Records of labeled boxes
┌────────
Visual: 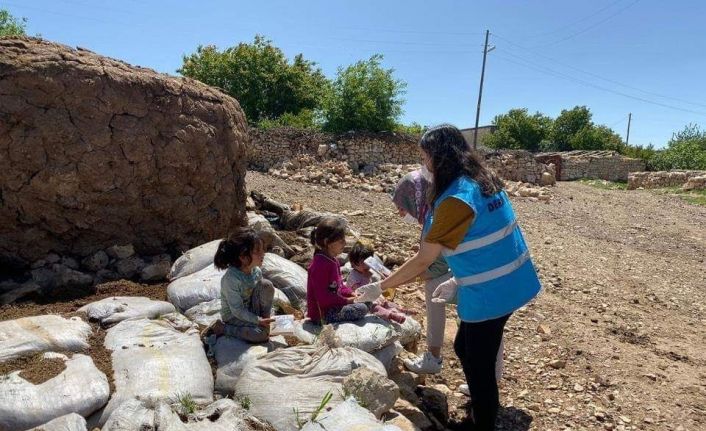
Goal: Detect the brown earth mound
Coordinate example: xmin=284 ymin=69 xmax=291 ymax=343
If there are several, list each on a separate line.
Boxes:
xmin=0 ymin=38 xmax=248 ymax=266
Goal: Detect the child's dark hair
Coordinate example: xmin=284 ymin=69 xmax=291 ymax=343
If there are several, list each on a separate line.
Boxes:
xmin=348 ymin=241 xmax=375 ymax=265
xmin=213 ymin=227 xmax=262 ymax=269
xmin=311 ymin=217 xmax=348 ymax=250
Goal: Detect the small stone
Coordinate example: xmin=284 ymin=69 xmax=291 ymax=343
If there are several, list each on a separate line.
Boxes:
xmin=44 ymin=253 xmax=61 ymax=264
xmin=115 ymin=256 xmax=145 ymax=278
xmin=81 ymin=250 xmax=110 ymax=272
xmin=537 ymin=324 xmax=552 ymax=335
xmin=140 ymin=260 xmax=171 ymax=281
xmin=61 ymin=256 xmax=78 ymax=269
xmin=549 ymin=359 xmax=566 ymax=370
xmin=30 ymin=268 xmax=56 ymax=289
xmin=343 ymin=368 xmax=400 ymax=419
xmin=106 ymin=244 xmax=135 ymax=259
└────────
◆ SHORT PROBLEM ◆
Rewrite the lines above as a two-column CSV with the headers "query" and "boxes". Give one row for each goal, putting its full text in "query" and its box coordinates in "boxes", each as a single quoted field with line breaks replaced by spaces, and leave out the pictures.

◆ FINAL RESULT ◆
query,boxes
"Visual: Goal: Detect the brown earth mound Coordinate example: xmin=284 ymin=69 xmax=291 ymax=343 If there are several, list each on a separate line. Boxes:","xmin=0 ymin=38 xmax=248 ymax=266"
"Goal: Detect the child's dark hair Coordinate example: xmin=284 ymin=69 xmax=291 ymax=343 If there are several, list each on a separate line. Boxes:","xmin=348 ymin=241 xmax=375 ymax=265 xmin=213 ymin=227 xmax=262 ymax=269 xmin=311 ymin=217 xmax=348 ymax=250"
"Goal: Detect the small stone Coordinate example: xmin=284 ymin=69 xmax=291 ymax=343 If there are several, list each on a separate line. Boxes:","xmin=44 ymin=253 xmax=61 ymax=264 xmin=115 ymin=256 xmax=145 ymax=278 xmin=81 ymin=250 xmax=110 ymax=272 xmin=537 ymin=324 xmax=552 ymax=335 xmin=140 ymin=260 xmax=171 ymax=281 xmin=61 ymin=256 xmax=78 ymax=269 xmin=549 ymin=359 xmax=566 ymax=370 xmin=30 ymin=268 xmax=56 ymax=289 xmin=343 ymin=368 xmax=400 ymax=419 xmin=106 ymin=244 xmax=135 ymax=259"